begin Page extract
One might believe P2P systems are mainly used for illegal music-swapping and little else, but this would be a rather hasty conclusion.


Back to Top

The Lookup Problem

The lookup problem is simple to state: Given a data item X stored at some dynamic set of nodes in the system, find it. This problem is an important one in many distributed systems, and is the critical common problem in P2P systems.

One approach is to maintain a central database that maps a file name to the locations of servers that store the file. Napster (www.napster.com) adopted this approach for song titles, but this approach has inherent scalability and resilience problems: the database is a central point of failure.

The traditional approach to achieving scalability is to use hierarchy. The Internet's Domain Name System (DNS) does this for name lookups. Searches start at the top of the hierarchy and, by following forwarding references from node to node, traverse a single path down to the node containing the desired data. The disadvantage of this approach is that failure or removal of the root or a node sufficiently high in the hierarchy can be catastrophic, and the nodes higher in the tree take a larger fraction of the load than the leaf nodes.

These approaches are all examples of structured lookups, where each node has a well-defined set of information about other nodes in the system. The advantage of structured lookup methods is that one can usually make guarantees that data can be reliably found in the system once it is stored.
end Page extract
begin Given data
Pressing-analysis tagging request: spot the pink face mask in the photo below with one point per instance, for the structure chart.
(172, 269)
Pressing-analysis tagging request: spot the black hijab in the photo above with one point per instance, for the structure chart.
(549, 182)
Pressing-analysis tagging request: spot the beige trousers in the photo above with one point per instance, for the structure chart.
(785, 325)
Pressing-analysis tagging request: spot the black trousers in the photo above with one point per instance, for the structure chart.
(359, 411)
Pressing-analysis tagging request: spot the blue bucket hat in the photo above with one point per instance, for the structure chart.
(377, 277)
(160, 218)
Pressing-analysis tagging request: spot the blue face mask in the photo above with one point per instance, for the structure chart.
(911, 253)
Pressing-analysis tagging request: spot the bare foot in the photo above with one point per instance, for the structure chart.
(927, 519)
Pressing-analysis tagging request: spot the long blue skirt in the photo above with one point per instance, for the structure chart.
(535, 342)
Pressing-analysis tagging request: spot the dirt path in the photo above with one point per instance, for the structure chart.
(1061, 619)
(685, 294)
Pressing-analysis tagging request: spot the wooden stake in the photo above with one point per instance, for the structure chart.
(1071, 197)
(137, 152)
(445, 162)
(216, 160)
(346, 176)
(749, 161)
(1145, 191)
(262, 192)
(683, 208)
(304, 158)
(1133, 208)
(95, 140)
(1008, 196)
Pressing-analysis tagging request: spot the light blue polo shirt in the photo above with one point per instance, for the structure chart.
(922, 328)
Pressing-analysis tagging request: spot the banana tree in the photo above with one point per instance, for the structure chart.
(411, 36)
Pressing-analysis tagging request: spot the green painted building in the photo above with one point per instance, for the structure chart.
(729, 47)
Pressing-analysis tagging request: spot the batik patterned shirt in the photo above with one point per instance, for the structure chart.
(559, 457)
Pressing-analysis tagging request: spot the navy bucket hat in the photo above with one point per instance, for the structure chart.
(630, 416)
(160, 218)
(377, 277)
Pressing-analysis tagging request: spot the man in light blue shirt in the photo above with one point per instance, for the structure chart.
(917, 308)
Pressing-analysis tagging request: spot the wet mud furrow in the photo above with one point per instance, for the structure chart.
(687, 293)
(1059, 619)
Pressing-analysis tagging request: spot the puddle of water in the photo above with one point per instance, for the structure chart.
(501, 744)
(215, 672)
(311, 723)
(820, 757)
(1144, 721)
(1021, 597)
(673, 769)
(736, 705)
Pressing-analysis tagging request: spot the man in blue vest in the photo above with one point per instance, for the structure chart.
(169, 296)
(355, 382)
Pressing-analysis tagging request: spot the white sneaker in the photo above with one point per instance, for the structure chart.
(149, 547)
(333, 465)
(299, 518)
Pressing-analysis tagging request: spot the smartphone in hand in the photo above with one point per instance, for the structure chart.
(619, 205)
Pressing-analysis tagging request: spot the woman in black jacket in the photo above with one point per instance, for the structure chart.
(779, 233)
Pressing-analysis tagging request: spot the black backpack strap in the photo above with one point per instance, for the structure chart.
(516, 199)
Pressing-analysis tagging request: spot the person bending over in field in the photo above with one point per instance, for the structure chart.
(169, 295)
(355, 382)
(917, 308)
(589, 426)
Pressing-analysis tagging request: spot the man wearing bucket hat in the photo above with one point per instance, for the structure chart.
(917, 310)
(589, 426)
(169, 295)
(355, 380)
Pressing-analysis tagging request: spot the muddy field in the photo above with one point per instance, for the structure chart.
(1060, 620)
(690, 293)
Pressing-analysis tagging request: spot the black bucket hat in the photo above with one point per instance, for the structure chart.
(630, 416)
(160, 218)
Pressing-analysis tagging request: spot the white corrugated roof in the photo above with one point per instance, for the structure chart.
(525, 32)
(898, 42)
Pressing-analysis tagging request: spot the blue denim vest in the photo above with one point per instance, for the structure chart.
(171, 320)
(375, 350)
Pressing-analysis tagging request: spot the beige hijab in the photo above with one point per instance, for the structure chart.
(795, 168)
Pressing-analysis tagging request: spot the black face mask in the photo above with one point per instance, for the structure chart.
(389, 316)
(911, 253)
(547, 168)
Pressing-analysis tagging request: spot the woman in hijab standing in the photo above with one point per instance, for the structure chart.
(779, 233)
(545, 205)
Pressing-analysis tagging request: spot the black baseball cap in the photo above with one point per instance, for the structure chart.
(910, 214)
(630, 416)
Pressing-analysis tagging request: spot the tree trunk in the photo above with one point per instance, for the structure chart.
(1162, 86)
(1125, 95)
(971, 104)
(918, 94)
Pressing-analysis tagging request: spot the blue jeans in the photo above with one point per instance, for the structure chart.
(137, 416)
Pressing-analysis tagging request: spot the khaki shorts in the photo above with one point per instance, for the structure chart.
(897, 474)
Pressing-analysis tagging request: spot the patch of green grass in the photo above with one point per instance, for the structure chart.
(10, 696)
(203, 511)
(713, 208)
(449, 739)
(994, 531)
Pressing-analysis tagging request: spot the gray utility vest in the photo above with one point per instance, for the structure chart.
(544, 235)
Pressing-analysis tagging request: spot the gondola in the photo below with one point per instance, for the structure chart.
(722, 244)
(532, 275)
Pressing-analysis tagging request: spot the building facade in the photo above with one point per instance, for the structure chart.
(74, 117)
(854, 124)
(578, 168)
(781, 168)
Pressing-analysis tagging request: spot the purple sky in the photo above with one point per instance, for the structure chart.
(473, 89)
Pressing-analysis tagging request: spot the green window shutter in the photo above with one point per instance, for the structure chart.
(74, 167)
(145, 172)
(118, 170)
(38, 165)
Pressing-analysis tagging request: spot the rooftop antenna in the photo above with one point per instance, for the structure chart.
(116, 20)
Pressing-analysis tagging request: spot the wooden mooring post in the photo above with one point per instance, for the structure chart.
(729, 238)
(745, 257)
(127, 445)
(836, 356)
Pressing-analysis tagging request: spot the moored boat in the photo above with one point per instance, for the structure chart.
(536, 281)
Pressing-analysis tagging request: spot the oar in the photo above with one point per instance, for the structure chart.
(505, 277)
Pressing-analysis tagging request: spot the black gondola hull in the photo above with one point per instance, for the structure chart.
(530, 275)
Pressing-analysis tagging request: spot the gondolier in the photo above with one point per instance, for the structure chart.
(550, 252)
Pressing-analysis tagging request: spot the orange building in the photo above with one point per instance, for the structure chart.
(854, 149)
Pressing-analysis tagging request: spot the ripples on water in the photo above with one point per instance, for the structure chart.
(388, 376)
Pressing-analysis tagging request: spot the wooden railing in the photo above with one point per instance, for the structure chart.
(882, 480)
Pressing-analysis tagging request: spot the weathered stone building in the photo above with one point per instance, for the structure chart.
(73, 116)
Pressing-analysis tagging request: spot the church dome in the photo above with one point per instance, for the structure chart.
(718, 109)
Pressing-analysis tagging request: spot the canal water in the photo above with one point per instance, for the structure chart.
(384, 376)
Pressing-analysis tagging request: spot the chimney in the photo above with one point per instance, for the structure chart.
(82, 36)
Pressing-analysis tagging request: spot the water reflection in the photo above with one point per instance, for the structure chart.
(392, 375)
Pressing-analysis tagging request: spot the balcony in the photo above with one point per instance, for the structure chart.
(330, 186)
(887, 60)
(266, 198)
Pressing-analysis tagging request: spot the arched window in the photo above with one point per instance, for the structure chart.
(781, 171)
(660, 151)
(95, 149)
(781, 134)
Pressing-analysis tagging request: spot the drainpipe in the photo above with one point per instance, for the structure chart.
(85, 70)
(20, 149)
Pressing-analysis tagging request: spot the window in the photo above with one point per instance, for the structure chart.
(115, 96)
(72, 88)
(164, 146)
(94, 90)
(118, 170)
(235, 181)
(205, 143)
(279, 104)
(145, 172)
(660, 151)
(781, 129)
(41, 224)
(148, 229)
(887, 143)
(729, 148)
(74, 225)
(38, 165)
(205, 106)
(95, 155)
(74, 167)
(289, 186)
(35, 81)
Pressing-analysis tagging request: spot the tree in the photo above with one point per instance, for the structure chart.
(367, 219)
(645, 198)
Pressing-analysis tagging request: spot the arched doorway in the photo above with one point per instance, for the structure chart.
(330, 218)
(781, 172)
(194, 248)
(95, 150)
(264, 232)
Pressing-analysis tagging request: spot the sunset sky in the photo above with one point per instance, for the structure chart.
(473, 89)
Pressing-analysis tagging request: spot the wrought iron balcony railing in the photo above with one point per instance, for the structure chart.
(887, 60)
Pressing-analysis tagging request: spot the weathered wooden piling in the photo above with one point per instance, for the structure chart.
end Given data
Exercise task 1: Copy from the lookup-problem excerpt the span that starts at the words "The lookup problem is" and stops after the words "in P2P systems.", reproducing it word for word.
Exercise task 2: Report every line of the records that holds the string "wooden". Case counts.

Written reply 1:
The lookup problem is simple to state: Given a data item X stored at some dynamic set of nodes in the system, find it. This problem is an important one in many distributed systems, and is the critical common problem in P2P systems.

Written reply 2:
Pressing-analysis tagging request: spot the wooden stake in the photo above with one point per instance, for the structure chart.
Pressing-analysis tagging request: spot the wooden mooring post in the photo above with one point per instance, for the structure chart.
Pressing-analysis tagging request: spot the wooden railing in the photo above with one point per instance, for the structure chart.
Pressing-analysis tagging request: spot the weathered wooden piling in the photo above with one point per instance, for the structure chart.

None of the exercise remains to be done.